Task details: Starting with the line with "the finger, that" and going on through the line with "109 107 L 113", reproduce the listing with "finger" switched to "thumb", leaving everything else unchanged.

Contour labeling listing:
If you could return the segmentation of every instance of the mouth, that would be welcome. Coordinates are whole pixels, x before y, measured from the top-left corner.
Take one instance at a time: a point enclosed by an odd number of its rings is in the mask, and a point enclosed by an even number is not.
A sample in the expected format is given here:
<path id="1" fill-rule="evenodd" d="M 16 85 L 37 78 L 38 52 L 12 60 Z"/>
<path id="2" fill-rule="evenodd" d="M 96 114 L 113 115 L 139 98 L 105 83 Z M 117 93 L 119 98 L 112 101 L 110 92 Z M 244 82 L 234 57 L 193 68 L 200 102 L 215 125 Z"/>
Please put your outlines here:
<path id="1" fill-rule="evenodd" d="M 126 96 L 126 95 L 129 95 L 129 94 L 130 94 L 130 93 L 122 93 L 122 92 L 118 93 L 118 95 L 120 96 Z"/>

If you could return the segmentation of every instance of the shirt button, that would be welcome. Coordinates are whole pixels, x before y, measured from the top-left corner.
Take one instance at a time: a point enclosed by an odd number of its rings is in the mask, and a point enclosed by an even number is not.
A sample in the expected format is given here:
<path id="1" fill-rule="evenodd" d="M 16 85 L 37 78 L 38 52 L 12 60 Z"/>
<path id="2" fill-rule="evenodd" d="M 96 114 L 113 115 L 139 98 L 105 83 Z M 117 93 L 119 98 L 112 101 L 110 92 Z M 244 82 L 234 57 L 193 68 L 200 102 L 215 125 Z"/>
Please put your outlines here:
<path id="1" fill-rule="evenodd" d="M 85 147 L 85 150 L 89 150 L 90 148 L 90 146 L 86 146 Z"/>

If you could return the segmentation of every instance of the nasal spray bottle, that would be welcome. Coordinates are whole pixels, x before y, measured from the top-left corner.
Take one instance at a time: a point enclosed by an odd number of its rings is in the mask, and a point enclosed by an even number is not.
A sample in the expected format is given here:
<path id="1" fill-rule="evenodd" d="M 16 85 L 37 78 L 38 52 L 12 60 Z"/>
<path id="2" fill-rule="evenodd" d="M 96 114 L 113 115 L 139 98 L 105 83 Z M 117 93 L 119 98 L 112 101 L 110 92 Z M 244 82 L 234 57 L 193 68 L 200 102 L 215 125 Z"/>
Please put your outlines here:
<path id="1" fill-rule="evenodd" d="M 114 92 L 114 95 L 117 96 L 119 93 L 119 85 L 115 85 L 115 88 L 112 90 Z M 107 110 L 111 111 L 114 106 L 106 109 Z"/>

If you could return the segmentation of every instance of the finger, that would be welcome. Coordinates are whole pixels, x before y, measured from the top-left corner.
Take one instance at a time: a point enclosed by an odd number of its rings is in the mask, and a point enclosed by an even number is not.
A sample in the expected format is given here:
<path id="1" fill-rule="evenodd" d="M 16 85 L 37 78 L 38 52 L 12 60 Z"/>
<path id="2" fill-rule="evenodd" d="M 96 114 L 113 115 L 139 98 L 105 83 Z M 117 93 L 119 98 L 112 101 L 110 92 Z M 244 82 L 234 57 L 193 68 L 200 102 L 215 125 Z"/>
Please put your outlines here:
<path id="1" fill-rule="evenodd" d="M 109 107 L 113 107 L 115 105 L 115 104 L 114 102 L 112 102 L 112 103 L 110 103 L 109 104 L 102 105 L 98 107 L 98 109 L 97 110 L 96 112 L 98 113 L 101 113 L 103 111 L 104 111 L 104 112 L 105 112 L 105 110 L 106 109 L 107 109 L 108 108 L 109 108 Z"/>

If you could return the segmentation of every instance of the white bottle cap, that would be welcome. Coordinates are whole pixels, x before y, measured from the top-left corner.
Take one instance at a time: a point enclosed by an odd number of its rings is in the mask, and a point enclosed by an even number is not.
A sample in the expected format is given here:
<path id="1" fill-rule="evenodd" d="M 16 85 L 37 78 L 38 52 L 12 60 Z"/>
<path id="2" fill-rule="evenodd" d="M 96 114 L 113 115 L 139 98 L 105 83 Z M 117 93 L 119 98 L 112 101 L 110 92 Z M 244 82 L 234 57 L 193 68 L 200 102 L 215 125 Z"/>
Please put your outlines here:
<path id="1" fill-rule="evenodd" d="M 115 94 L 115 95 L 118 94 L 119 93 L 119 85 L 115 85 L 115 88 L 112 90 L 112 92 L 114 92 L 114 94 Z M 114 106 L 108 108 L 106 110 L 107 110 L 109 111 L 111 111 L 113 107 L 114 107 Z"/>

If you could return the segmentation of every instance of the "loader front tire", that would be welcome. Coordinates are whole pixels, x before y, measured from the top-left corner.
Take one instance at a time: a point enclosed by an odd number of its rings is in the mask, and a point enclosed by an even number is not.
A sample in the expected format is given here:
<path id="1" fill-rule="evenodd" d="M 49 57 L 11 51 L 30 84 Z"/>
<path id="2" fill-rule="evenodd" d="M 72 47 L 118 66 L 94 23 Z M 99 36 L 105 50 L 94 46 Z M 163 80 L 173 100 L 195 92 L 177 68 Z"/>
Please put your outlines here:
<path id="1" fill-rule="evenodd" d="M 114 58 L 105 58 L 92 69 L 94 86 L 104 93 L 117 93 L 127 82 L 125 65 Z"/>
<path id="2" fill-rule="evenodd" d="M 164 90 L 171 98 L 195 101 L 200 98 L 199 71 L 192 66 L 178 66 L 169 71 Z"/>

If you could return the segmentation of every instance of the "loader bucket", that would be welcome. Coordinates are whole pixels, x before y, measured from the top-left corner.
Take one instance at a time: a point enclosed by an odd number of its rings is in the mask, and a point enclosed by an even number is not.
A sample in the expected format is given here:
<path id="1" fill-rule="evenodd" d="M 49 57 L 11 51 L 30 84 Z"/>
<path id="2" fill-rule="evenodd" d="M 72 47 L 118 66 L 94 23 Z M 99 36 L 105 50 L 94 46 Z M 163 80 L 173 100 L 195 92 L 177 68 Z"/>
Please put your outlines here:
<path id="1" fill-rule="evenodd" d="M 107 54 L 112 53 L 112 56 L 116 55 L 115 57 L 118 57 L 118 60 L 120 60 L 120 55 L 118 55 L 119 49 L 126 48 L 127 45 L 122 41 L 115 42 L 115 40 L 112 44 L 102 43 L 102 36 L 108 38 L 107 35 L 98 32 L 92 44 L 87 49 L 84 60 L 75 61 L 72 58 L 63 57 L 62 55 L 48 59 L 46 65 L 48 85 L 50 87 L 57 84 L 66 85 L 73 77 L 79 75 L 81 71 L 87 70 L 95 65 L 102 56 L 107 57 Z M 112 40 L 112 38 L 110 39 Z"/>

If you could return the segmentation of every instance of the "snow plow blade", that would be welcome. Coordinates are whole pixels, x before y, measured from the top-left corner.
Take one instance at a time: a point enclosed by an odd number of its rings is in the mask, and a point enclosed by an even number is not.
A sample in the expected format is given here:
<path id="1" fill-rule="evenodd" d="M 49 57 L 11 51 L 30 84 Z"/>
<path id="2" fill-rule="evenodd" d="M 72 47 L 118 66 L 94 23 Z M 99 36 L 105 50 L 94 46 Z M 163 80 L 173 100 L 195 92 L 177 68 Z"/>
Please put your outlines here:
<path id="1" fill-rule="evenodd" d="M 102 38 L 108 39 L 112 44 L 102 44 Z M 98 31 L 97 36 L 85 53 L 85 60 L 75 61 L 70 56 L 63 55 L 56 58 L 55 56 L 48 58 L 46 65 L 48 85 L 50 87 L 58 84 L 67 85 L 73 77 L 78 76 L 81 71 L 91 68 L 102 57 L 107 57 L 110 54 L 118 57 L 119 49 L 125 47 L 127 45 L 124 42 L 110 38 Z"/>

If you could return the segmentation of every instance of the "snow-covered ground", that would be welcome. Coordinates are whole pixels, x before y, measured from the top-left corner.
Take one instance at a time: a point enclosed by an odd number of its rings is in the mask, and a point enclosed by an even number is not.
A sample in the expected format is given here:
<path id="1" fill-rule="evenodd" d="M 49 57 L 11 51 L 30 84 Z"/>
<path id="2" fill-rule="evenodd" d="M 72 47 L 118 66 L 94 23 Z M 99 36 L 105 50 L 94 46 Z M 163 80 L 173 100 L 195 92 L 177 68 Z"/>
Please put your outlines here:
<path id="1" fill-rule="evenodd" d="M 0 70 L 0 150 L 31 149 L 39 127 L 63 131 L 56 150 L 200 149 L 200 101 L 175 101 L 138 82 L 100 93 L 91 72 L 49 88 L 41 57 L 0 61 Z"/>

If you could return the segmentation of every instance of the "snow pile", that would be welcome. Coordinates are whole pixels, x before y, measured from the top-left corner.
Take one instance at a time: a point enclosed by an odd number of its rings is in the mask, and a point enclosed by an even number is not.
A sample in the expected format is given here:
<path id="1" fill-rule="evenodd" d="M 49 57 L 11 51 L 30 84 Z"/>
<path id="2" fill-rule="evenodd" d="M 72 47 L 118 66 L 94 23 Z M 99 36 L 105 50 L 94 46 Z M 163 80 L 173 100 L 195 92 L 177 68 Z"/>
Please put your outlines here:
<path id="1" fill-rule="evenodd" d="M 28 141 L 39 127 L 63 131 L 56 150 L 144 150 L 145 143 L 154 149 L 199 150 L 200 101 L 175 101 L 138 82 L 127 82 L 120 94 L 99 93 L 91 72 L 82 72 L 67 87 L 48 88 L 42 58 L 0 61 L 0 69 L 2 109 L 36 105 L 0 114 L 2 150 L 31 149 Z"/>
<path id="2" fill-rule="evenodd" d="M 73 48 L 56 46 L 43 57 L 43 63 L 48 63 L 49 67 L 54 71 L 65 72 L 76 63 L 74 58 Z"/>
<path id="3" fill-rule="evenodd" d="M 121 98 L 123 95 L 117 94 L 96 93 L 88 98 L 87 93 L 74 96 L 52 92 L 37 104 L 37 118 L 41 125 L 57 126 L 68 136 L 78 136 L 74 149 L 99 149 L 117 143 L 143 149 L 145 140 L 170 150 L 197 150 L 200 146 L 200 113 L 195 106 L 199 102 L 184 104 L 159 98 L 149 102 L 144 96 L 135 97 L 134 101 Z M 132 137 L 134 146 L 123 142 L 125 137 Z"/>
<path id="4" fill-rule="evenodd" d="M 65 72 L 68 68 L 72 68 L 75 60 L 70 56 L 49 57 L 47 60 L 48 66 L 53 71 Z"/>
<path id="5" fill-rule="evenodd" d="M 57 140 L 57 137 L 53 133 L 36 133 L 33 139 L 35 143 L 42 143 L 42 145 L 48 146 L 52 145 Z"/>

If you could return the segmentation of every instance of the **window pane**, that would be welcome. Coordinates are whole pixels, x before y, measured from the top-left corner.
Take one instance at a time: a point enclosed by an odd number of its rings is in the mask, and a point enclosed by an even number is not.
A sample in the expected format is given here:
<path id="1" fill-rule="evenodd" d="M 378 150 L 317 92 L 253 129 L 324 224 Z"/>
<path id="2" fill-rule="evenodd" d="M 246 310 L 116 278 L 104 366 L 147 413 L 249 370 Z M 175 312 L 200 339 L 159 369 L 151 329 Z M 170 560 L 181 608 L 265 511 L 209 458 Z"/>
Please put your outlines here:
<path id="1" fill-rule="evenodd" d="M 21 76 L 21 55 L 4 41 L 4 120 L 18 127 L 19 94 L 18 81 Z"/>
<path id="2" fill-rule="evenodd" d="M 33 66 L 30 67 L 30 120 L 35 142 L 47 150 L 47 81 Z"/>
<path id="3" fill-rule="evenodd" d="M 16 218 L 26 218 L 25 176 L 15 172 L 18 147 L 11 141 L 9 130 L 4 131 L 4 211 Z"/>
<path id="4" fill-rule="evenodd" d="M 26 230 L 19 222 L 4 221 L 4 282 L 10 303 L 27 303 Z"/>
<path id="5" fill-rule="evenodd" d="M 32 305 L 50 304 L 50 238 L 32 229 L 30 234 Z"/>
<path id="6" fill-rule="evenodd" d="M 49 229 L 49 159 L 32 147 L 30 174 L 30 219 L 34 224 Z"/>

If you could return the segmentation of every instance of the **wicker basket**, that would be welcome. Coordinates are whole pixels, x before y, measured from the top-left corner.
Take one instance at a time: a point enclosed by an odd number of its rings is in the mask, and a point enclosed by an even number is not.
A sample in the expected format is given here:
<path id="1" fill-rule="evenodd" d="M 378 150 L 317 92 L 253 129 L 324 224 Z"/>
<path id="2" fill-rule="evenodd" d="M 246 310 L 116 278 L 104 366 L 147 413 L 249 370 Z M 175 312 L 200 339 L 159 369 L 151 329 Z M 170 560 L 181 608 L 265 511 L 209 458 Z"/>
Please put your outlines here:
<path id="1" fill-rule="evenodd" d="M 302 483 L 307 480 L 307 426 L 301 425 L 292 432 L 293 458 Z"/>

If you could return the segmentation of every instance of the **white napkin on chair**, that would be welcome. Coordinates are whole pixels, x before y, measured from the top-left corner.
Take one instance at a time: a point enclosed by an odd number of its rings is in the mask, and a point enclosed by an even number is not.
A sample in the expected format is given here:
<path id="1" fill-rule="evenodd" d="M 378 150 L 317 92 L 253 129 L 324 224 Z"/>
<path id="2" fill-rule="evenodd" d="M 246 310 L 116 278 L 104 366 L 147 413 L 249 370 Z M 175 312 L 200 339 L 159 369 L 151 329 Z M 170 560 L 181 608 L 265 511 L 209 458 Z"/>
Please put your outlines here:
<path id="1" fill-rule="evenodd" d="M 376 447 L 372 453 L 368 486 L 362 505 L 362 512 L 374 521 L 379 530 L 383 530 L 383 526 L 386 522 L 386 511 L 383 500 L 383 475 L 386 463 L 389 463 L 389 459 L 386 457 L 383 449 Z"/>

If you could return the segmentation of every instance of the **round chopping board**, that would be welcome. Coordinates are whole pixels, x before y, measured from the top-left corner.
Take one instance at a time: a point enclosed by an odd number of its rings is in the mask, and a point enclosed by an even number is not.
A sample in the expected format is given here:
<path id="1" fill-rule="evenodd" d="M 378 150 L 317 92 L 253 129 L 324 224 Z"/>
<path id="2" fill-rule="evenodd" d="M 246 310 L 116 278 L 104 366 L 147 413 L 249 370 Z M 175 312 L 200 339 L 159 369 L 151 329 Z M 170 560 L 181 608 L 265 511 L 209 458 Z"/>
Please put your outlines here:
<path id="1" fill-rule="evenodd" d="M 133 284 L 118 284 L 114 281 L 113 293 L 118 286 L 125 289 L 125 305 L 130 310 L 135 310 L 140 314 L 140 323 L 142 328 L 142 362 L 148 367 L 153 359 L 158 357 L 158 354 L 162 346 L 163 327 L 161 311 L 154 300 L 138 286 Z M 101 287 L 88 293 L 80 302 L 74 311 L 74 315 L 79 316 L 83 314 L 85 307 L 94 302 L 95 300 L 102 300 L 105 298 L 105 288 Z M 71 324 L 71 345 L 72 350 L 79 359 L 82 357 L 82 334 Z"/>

Solution to the exercise:
If you could return the segmentation of every instance of the thumb, that would be welcome. Coordinates are whole pixels, x before y, measured from the top-left corner.
Take one instance at a time: a point enclosed by an odd number of its rings is in the mask, and a point enclosed by an even number is not.
A sample in the expected format is given here:
<path id="1" fill-rule="evenodd" d="M 16 85 L 37 78 L 38 52 L 12 60 Z"/>
<path id="2" fill-rule="evenodd" d="M 96 114 L 113 115 L 139 98 L 105 83 Z M 117 93 L 119 98 L 112 101 L 110 92 Z M 244 82 L 234 57 L 193 68 L 200 102 L 215 125 Z"/>
Please put your outlines here:
<path id="1" fill-rule="evenodd" d="M 109 107 L 113 107 L 115 105 L 115 104 L 114 102 L 112 102 L 112 103 L 110 103 L 109 104 L 102 105 L 98 107 L 98 109 L 97 110 L 96 112 L 98 113 L 101 113 L 103 111 L 104 111 L 104 112 L 105 112 L 105 110 L 106 109 L 107 109 L 108 108 L 109 108 Z"/>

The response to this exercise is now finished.